**Problem to solve:** Before you return the lines below, strip out any images and keep every word as written.

**Data for processing:**
════════════════
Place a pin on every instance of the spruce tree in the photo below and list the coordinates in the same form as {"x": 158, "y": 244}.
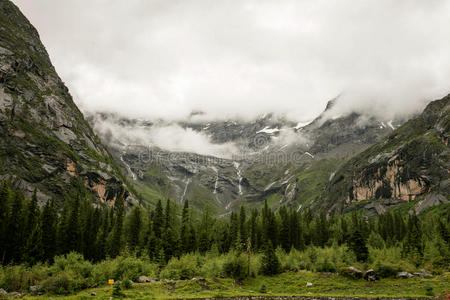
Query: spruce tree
{"x": 73, "y": 234}
{"x": 15, "y": 239}
{"x": 413, "y": 245}
{"x": 31, "y": 215}
{"x": 285, "y": 236}
{"x": 243, "y": 228}
{"x": 48, "y": 225}
{"x": 134, "y": 228}
{"x": 5, "y": 195}
{"x": 185, "y": 228}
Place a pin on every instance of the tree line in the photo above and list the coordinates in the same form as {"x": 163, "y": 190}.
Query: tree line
{"x": 30, "y": 234}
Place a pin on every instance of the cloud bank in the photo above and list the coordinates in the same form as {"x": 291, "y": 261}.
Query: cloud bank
{"x": 242, "y": 58}
{"x": 170, "y": 137}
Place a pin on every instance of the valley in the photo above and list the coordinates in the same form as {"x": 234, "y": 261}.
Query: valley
{"x": 230, "y": 191}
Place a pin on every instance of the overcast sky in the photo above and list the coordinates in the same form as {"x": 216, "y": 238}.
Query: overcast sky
{"x": 243, "y": 58}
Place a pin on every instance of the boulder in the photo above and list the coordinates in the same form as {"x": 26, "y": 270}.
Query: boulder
{"x": 404, "y": 275}
{"x": 370, "y": 275}
{"x": 357, "y": 273}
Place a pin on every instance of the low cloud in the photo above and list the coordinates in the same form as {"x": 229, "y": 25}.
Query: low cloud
{"x": 242, "y": 58}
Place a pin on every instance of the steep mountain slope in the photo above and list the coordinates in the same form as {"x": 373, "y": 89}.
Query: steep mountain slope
{"x": 274, "y": 159}
{"x": 411, "y": 164}
{"x": 45, "y": 142}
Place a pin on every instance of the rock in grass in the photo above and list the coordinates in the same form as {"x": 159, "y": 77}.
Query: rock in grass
{"x": 143, "y": 279}
{"x": 404, "y": 275}
{"x": 370, "y": 275}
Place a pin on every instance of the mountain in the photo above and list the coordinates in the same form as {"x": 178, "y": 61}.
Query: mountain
{"x": 268, "y": 158}
{"x": 409, "y": 165}
{"x": 46, "y": 144}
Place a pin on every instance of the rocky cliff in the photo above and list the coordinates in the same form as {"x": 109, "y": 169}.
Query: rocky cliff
{"x": 46, "y": 144}
{"x": 412, "y": 163}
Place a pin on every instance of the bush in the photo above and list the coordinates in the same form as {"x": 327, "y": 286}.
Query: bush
{"x": 186, "y": 267}
{"x": 121, "y": 268}
{"x": 270, "y": 264}
{"x": 385, "y": 270}
{"x": 236, "y": 266}
{"x": 346, "y": 272}
{"x": 324, "y": 265}
{"x": 213, "y": 267}
{"x": 60, "y": 284}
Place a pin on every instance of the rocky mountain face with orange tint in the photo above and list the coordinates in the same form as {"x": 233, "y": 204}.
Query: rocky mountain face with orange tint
{"x": 411, "y": 164}
{"x": 45, "y": 142}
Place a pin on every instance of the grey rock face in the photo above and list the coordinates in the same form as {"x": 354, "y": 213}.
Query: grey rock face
{"x": 45, "y": 143}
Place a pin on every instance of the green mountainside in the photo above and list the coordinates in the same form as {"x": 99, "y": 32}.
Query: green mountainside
{"x": 411, "y": 164}
{"x": 45, "y": 142}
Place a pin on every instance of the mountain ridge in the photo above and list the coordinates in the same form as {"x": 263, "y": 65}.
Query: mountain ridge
{"x": 46, "y": 144}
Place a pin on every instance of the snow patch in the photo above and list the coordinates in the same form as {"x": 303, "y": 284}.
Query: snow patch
{"x": 268, "y": 130}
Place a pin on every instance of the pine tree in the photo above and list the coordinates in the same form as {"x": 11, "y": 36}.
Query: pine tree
{"x": 358, "y": 245}
{"x": 204, "y": 230}
{"x": 170, "y": 240}
{"x": 5, "y": 195}
{"x": 285, "y": 232}
{"x": 243, "y": 228}
{"x": 73, "y": 234}
{"x": 185, "y": 228}
{"x": 270, "y": 262}
{"x": 134, "y": 228}
{"x": 158, "y": 221}
{"x": 14, "y": 240}
{"x": 31, "y": 215}
{"x": 413, "y": 245}
{"x": 34, "y": 247}
{"x": 48, "y": 227}
{"x": 115, "y": 242}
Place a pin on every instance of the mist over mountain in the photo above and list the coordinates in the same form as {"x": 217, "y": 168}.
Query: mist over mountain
{"x": 241, "y": 60}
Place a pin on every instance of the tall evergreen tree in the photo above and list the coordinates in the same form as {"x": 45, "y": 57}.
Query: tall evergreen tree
{"x": 270, "y": 264}
{"x": 14, "y": 240}
{"x": 285, "y": 234}
{"x": 48, "y": 223}
{"x": 413, "y": 245}
{"x": 243, "y": 229}
{"x": 115, "y": 241}
{"x": 134, "y": 228}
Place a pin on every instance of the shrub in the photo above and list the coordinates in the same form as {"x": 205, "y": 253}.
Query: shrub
{"x": 270, "y": 264}
{"x": 121, "y": 268}
{"x": 346, "y": 272}
{"x": 60, "y": 284}
{"x": 324, "y": 265}
{"x": 236, "y": 266}
{"x": 184, "y": 268}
════════════════
**Expected answer:**
Place a pin on every instance of the spruce tree in the photo below and list the coordinates in the same form as {"x": 158, "y": 244}.
Query: spruce tree
{"x": 73, "y": 234}
{"x": 15, "y": 239}
{"x": 413, "y": 245}
{"x": 31, "y": 215}
{"x": 285, "y": 236}
{"x": 243, "y": 228}
{"x": 48, "y": 225}
{"x": 134, "y": 228}
{"x": 5, "y": 195}
{"x": 185, "y": 228}
Place a pin on every instance of the tree line in the photo above and list the coordinates in the same form as {"x": 163, "y": 190}.
Query: tree line
{"x": 30, "y": 234}
Place a pin on every instance of the cloud bank in the photo above and list the coordinates in the same form as {"x": 291, "y": 261}.
Query: cloud bank
{"x": 242, "y": 58}
{"x": 170, "y": 137}
Place a pin on every instance of the valley in the photo above and list the coordinates in the same form as {"x": 234, "y": 261}.
Query: valley
{"x": 230, "y": 191}
Place a pin on every instance of the overcast sky in the photo above and list the coordinates in the same form as {"x": 216, "y": 238}.
Query: overcast sky
{"x": 243, "y": 58}
Place a pin on every instance of the boulder in the photo above and list the coordinates in the same form as {"x": 26, "y": 270}.
Query: boulder
{"x": 404, "y": 275}
{"x": 370, "y": 275}
{"x": 357, "y": 273}
Place a pin on every instance of the low cloud in the photo above and list the coordinates in the same form as {"x": 229, "y": 25}.
Query: low cloud
{"x": 242, "y": 58}
Place a pin on every instance of the steep mountain slope in the photo above and list the coordinates in the same form as {"x": 373, "y": 89}.
Query: steep mountain slope
{"x": 274, "y": 159}
{"x": 411, "y": 164}
{"x": 45, "y": 142}
Place a pin on every instance of the rock in grass in the photo above and list the coordinates in the same form as {"x": 159, "y": 77}.
Query: rock in grass
{"x": 143, "y": 279}
{"x": 404, "y": 275}
{"x": 370, "y": 275}
Place a pin on every instance of the mountain in the photo above and list the coordinates in the same form as {"x": 178, "y": 61}.
Query: mountain
{"x": 268, "y": 158}
{"x": 409, "y": 165}
{"x": 46, "y": 144}
Place a pin on every instance of the rocky cliff in the photo above and list the coordinates in the same form as {"x": 109, "y": 169}.
Query: rocky cliff
{"x": 46, "y": 144}
{"x": 412, "y": 163}
Place a pin on every instance of the bush in the photo above and list the coordinates in the same form as {"x": 327, "y": 286}.
Query: bush
{"x": 186, "y": 267}
{"x": 121, "y": 268}
{"x": 270, "y": 264}
{"x": 385, "y": 270}
{"x": 236, "y": 266}
{"x": 346, "y": 272}
{"x": 324, "y": 265}
{"x": 213, "y": 267}
{"x": 60, "y": 284}
Place a pin on every instance of the rocky mountain face with orange tint in the photo above and list the coordinates in the same form as {"x": 233, "y": 204}.
Query: rocky mountain face with orange tint
{"x": 411, "y": 164}
{"x": 45, "y": 142}
Place a pin on every instance of the grey rock face in the photo above and list the coordinates in the same form as {"x": 354, "y": 213}.
Query: grey rock face
{"x": 45, "y": 143}
Place a pin on every instance of the green mountainside in the photo above and list the coordinates in the same form as {"x": 99, "y": 32}.
Query: green mountainside
{"x": 411, "y": 164}
{"x": 45, "y": 142}
Place a pin on every instance of the mountain ridge in the photo above and list the coordinates in the same form as {"x": 263, "y": 65}.
Query: mountain ridge
{"x": 46, "y": 144}
Place a pin on every instance of the snow patch in the photo above and list the coordinates in the same form as {"x": 303, "y": 284}.
Query: snow patch
{"x": 268, "y": 130}
Place a pin on every instance of the pine tree in the photo above and list the coordinates in the same form as {"x": 11, "y": 36}.
Query: pine tree
{"x": 358, "y": 245}
{"x": 204, "y": 230}
{"x": 170, "y": 240}
{"x": 5, "y": 195}
{"x": 285, "y": 232}
{"x": 243, "y": 228}
{"x": 73, "y": 234}
{"x": 185, "y": 228}
{"x": 270, "y": 262}
{"x": 134, "y": 228}
{"x": 158, "y": 221}
{"x": 14, "y": 240}
{"x": 31, "y": 215}
{"x": 413, "y": 245}
{"x": 34, "y": 247}
{"x": 48, "y": 227}
{"x": 115, "y": 242}
Place a pin on every instance of the mist over mountain in the photo above and list the coordinates in the same form as {"x": 217, "y": 168}.
Query: mist over mountain
{"x": 241, "y": 60}
Place a pin on every instance of the tall evergreen tree in the photo above and list the coordinates in the same form as {"x": 45, "y": 57}.
Query: tall evergreen tree
{"x": 270, "y": 264}
{"x": 14, "y": 240}
{"x": 285, "y": 234}
{"x": 48, "y": 223}
{"x": 413, "y": 245}
{"x": 243, "y": 229}
{"x": 115, "y": 241}
{"x": 134, "y": 228}
Place a pin on every instance of the shrub in the photo above and list the coordinates in the same form as {"x": 205, "y": 253}.
Query: shrub
{"x": 270, "y": 264}
{"x": 121, "y": 268}
{"x": 346, "y": 272}
{"x": 60, "y": 284}
{"x": 324, "y": 265}
{"x": 236, "y": 266}
{"x": 184, "y": 268}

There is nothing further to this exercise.